▶ _Aim of the task_: Render the lines below as a numbered list, omitting any blank lines.

Excerpts from a location annotation dataset:
═══

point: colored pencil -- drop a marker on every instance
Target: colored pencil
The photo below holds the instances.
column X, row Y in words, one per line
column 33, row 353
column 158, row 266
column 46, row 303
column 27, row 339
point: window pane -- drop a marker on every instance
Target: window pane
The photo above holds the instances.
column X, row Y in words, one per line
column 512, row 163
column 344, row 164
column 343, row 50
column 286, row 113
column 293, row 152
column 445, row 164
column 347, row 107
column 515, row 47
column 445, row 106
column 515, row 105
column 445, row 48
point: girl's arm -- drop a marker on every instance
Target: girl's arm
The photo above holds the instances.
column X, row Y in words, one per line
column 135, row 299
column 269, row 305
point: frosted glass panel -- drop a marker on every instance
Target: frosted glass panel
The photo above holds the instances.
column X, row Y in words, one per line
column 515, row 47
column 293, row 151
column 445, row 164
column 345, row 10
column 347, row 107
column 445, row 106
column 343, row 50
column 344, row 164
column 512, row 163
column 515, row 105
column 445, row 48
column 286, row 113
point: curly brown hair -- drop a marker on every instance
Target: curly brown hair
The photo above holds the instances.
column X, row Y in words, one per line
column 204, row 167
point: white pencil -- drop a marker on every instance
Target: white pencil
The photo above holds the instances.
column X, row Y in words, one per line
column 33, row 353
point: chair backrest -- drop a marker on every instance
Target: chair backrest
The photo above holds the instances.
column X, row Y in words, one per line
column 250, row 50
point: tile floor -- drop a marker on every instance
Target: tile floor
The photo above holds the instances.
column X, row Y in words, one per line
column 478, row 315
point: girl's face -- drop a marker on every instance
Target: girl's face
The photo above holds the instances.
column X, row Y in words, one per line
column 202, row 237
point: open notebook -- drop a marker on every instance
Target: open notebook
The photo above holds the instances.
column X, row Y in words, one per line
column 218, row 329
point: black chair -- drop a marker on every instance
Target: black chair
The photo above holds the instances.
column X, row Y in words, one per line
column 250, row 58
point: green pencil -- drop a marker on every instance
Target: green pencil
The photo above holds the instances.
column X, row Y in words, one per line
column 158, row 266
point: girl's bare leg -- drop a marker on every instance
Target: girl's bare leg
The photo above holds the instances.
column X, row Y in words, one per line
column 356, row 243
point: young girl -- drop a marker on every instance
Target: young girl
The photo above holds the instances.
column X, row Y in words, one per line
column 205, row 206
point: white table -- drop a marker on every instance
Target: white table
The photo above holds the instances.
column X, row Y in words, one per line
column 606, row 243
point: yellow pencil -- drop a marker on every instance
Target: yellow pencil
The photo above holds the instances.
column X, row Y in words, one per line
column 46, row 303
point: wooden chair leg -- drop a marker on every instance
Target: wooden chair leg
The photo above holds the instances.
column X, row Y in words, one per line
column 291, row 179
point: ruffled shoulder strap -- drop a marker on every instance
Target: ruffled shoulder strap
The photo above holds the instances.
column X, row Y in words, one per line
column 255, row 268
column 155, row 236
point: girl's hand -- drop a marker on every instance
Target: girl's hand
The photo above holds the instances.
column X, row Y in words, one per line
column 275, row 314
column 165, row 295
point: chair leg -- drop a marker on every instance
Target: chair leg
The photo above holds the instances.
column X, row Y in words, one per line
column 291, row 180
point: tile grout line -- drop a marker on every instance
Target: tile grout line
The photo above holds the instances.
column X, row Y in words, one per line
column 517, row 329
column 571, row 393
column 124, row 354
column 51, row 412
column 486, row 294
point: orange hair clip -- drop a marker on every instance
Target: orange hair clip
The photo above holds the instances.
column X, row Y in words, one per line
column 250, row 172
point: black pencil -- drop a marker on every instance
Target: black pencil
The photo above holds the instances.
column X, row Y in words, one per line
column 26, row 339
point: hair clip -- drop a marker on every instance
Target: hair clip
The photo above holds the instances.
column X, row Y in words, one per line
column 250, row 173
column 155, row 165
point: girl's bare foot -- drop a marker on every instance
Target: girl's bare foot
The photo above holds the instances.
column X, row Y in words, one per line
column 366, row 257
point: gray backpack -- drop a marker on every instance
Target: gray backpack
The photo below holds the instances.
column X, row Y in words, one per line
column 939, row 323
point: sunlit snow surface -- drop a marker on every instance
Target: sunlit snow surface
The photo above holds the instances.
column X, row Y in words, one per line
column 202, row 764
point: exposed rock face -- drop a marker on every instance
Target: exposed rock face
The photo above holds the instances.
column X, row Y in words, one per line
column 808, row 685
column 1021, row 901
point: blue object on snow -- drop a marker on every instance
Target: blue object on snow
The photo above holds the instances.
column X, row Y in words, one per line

═══

▶ _Reply to the exercise_:
1. point: colored pencil -- drop a marker on every instance
2. Target: colored pencil
3. The photo below holds the instances.
4. column X, row Y in words, one per line
5. column 33, row 353
6. column 158, row 266
7. column 46, row 303
8. column 27, row 339
9. point: window pane -- drop a marker on every instance
10. Target: window pane
11. The photo above holds the instances.
12. column X, row Y in words, one per line
13. column 512, row 163
14. column 344, row 164
15. column 343, row 50
16. column 286, row 113
17. column 293, row 152
18. column 445, row 164
19. column 347, row 107
20. column 515, row 47
21. column 445, row 106
22. column 515, row 105
23. column 445, row 48
24. point: girl's arm -- drop a marker on every instance
25. Target: girl's arm
26. The photo above holds the instances.
27. column X, row Y in words, one per line
28. column 135, row 299
29. column 269, row 305
30. point: frosted glass panel -- drop a marker on every instance
31. Target: frosted glass panel
32. The photo above holds the instances.
33. column X, row Y in words, one per line
34. column 515, row 47
35. column 293, row 151
36. column 445, row 164
37. column 345, row 10
38. column 347, row 107
39. column 445, row 106
40. column 343, row 50
41. column 344, row 164
42. column 512, row 163
43. column 515, row 105
44. column 445, row 48
45. column 286, row 113
46. point: curly brown hair -- drop a marker on every instance
47. Target: curly brown hair
48. The photo above holds the instances.
49. column X, row Y in words, one per line
50. column 204, row 167
51. point: white pencil -- drop a marker on every instance
52. Target: white pencil
53. The photo above holds the instances.
54. column X, row Y in words, one per line
55. column 33, row 353
56. point: chair backrest -- drop a marker on every instance
57. Target: chair backrest
58. The photo above holds the instances.
59. column X, row Y in words, one per line
60. column 250, row 50
61. point: tile floor -- drop a marker on every instance
62. Target: tile floor
63. The photo above holds the instances.
64. column X, row Y in words, one per line
65. column 478, row 315
66. point: girl's face -- drop a marker on every instance
67. Target: girl's face
68. The photo above holds the instances.
69. column X, row Y in words, one per line
70. column 202, row 237
71. point: open notebook -- drop a marker on every instance
72. Target: open notebook
73. The photo above holds the instances.
74. column X, row Y in words, one per line
75. column 218, row 329
76. point: black chair -- drop a marker on every instance
77. Target: black chair
78. The photo above holds the instances.
79. column X, row Y in words, one per line
80. column 250, row 58
81. point: green pencil -- drop a marker on every instance
82. Target: green pencil
83. The photo above holds the instances.
84. column X, row Y in words, one per line
85. column 158, row 266
86. point: girl's bare leg -- drop a marker on every instance
87. Target: girl's bare leg
88. The photo above holds the instances.
89. column X, row Y in words, one per line
90. column 356, row 243
91. point: young girl -- drop a marker on every instance
92. Target: young girl
93. The photo above holds the instances.
94. column X, row Y in words, one per line
95. column 205, row 206
96. point: white table -- drop a marker on every instance
97. Target: white table
98. The photo above holds the instances.
99. column X, row Y in words, one per line
100. column 606, row 243
101. point: yellow pencil -- drop a marker on every instance
102. Target: yellow pencil
103. The photo above holds the instances.
104. column X, row Y in words, one per line
105. column 46, row 303
106. point: wooden chair leg -- drop a marker on every instance
107. Target: wooden chair leg
108. The photo above holds the instances.
109. column X, row Y in words, one per line
110. column 291, row 179
111. point: ruffled shoulder strap -- drop a marker on every instance
112. Target: ruffled shoulder strap
113. The photo above holds the instances.
114. column X, row Y in words, one per line
115. column 255, row 268
116. column 155, row 236
117. point: girl's hand -- drop a marker on every instance
118. Target: girl's hand
119. The photo above holds the instances.
120. column X, row Y in words, one per line
121. column 275, row 314
122. column 165, row 295
123. point: chair leg -- drop a marker on every instance
124. Target: chair leg
125. The photo above holds the instances.
126. column X, row Y in words, one per line
127. column 291, row 180
128. point: tile grout line -- drop a marker on every instance
129. Target: tile grout line
130. The photo above holds the instances.
131. column X, row Y in words, one per line
132. column 517, row 329
133. column 571, row 393
134. column 124, row 354
135. column 51, row 412
136. column 486, row 294
137. point: orange hair clip -- drop a marker on every instance
138. Target: orange hair clip
139. The photo above holds the instances.
140. column X, row Y in words, one per line
141. column 250, row 172
142. point: black pencil -- drop a marker on every instance
143. Target: black pencil
144. The photo above holds the instances.
145. column X, row Y in words, one per line
146. column 26, row 339
147. point: hair clip -- drop a marker on every instance
148. Target: hair clip
149. The photo above holds the instances.
150. column X, row Y in words, one per line
151. column 250, row 173
152. column 155, row 165
153. point: girl's bare foot -- drop a marker on every instance
154. Target: girl's bare foot
155. The photo above holds the instances.
156. column X, row Y in words, one per line
157. column 366, row 257
158. point: gray backpack -- drop a marker on every instance
159. Target: gray backpack
160. The photo below holds the instances.
161. column X, row Y in words, one per line
162. column 939, row 323
163. point: sunlit snow surface -- drop a marker on every instance
164. Target: sunlit snow surface
165. The photo above holds the instances.
166. column X, row Y in words, one per line
167. column 202, row 764
168. point: exposed rock face -- drop a marker on every instance
169. Target: exposed rock face
170. The photo above holds the instances.
171. column X, row Y in words, one per line
172. column 808, row 685
173. column 1021, row 901
174. point: blue object on snow -- drop a marker on every instance
175. Target: blue object on snow
176. The photo above holds the instances.
177. column X, row Y in words, one per line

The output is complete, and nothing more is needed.